→ Exercise
For this exercise, copy the records below exactly and exclude every image.

→ Extracted entries
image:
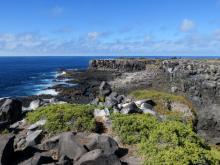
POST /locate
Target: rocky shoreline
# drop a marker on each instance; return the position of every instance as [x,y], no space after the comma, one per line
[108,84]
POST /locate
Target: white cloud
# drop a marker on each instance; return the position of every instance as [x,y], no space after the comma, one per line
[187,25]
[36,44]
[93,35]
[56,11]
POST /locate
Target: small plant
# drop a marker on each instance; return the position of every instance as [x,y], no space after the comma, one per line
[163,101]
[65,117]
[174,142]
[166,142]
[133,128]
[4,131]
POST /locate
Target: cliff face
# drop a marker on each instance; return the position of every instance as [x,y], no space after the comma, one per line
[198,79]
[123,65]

→ Output for this task
image:
POST /locate
Target: rocky shoreline
# drop a marker on each instance; return the position of every instance as [x,y], no space after the comma, one per line
[108,84]
POST /locate
Target: white cloud
# drop a marker on each instance; return the position of every instance as [x,y], no space after the comma, one per line
[187,25]
[36,44]
[93,35]
[56,11]
POST /locate
Target: small plant
# drop a marker on each instance; return the position of every instance as [x,y], no space after the comma, one per line
[163,101]
[65,117]
[174,142]
[166,142]
[133,128]
[4,131]
POST /locate
Target: cliff face
# drop a marker on each instance; return the position of every instance as [x,y], no space after the comma, one per line
[198,79]
[123,65]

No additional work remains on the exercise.